[Point localization data]
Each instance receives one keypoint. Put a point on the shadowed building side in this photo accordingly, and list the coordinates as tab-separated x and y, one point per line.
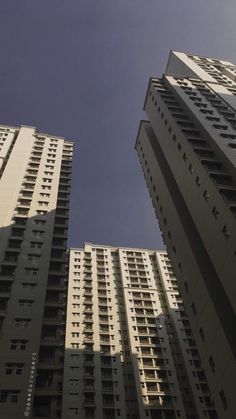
34	201
187	154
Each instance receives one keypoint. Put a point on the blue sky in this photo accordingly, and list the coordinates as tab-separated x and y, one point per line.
80	69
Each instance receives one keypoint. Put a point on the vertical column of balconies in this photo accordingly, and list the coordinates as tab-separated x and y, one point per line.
48	394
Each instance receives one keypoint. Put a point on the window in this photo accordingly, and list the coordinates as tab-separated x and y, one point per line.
11	396
29	285
212	364
206	195
226	232
223	399
25	303
18	344
193	307
12	368
201	332
215	212
23	323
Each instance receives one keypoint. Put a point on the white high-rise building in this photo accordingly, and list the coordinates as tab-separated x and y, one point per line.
35	172
187	151
129	350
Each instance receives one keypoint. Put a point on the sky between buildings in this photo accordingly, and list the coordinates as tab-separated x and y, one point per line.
80	69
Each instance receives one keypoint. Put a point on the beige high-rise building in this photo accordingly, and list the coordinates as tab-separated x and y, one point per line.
35	171
188	155
129	350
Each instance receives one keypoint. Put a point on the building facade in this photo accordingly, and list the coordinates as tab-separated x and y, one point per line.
129	350
187	151
34	200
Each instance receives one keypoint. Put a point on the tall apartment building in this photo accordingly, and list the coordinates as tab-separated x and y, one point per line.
187	151
129	350
34	199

Aim of the task — Above are the records; transcribe them exactly without the pictures.

Written answer —
Each instance receives one keypoint. Put a point on the shadowed building side in this photo accordingly, and list the coordinates as tab-separated x and y, one point per line.
34	201
187	154
Each instance receives one keypoint. Put a point on the blue sky in this photo accordingly, and list the coordinates as tab-separated x and y, one point per line.
80	69
Each instance receives one keypoint. Put a point on the vertical column of balconies in this photo accordingly, and list the coordinates as tab-separated x and y, one point per line.
48	394
Each instance receives one keypoint. Put a point on the window in this photo accordingly, and list the coordinates as tab-separated x and y, one point per line.
11	396
29	285
212	364
206	195
226	232
223	399
25	303
18	344
193	307
12	368
201	332
215	212
23	323
Each instance receives one keypoint. Put a point on the white high-rise building in this photo accordingly, and list the coordinates as tab-separated x and y, one point per line.
35	172
187	151
129	350
Each instance receives one keypoint. Put a point on the sky between buildings in this photo accordingly, and list the coordinates as tab-separated x and y, one point per line.
80	69
Each instance receives one keypoint. Put a point on the beige high-rise building in this photo accordingly, and list the coordinates as tab-separated x and y, one point per line.
35	171
188	155
129	350
Each instance receives one keypoint. Put a point on the building facade in this photo accordingly, and list the coordinates as tab-separated x and y, one point per line.
129	350
187	151
34	200
Each instance receives one keypoint. Put a point on the tall apartment building in this photo accordingly, and list the coordinates as tab-separated x and y, one point per line.
187	151
129	350
34	199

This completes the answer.